**WHAT IS ASKED**
Rewrite the records below, switching "each instance" to "every instance" wherever it appears and leaving everything else unchanged.

···

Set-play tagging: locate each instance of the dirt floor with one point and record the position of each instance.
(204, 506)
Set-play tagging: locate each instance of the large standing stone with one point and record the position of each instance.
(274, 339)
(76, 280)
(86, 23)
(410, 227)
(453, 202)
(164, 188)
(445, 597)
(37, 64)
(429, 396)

···

**RESULT**
Set-play tagging: locate every instance of the dirt floor with one point and record the position of every instance.
(204, 506)
Set-play tagging: locate every instance of the large standing stone with one point and record the position of every instance.
(274, 339)
(76, 280)
(86, 23)
(410, 227)
(453, 202)
(164, 188)
(445, 597)
(37, 64)
(429, 396)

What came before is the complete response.